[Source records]
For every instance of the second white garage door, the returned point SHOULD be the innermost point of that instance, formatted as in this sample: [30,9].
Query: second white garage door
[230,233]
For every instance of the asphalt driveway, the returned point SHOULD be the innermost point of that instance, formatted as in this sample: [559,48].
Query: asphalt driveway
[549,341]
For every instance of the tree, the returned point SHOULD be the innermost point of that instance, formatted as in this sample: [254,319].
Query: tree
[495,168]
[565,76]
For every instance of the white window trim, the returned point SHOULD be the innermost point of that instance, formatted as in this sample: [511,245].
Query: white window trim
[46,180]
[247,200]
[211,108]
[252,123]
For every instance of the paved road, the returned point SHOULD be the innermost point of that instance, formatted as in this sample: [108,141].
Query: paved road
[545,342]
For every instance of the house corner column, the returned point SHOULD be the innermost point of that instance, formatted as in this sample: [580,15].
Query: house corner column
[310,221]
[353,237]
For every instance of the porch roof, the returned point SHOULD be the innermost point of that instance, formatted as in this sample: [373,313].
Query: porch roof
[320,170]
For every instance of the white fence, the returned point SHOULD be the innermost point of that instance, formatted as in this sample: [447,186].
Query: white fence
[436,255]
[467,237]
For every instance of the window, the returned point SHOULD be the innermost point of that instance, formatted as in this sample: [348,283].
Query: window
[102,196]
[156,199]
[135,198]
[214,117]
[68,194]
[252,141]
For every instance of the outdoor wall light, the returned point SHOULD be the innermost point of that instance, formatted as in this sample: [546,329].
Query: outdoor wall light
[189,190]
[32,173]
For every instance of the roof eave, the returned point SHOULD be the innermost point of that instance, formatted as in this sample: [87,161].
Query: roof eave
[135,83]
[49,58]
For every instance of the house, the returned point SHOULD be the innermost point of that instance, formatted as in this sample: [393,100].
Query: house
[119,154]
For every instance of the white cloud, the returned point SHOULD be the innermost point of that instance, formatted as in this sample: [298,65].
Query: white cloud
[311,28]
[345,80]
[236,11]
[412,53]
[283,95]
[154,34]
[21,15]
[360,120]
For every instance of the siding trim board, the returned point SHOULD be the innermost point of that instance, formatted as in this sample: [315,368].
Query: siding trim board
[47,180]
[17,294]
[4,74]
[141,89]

| WHAT THE EXERCISE ASKS |
Extract from the listing every line from the one containing "For every instance of the outdoor" through the final line of the listing, both ends included, and reproduce them verbatim.

| ANSWER TO THE EXERCISE |
For every instance of the outdoor wall light, the returned point SHOULD be the innermost point of that instance, formatted as in this sample: [546,329].
Query: outdoor wall light
[189,190]
[32,173]
For every instance of the roof eave, the returned point SHOULD be the innermost point of that instance, formatted as in this sample: [87,161].
Query: roof eave
[135,83]
[49,58]
For every instance of the house, the returned point SHOULD be the innermost point of that instance, formatted as in this sample: [393,100].
Query: house
[119,154]
For every instance of the white cloud, the returned point SHOULD be the innermost point of that instance, formatted as in this sample: [298,65].
Query: white cloud
[311,28]
[345,80]
[236,11]
[412,53]
[283,95]
[154,34]
[21,15]
[360,120]
For every instance of the siding trim board, the returned point SHOULD be the innermost point of that instance, formatted as in this sample: [315,368].
Query: siding trim board
[47,180]
[17,294]
[4,74]
[141,89]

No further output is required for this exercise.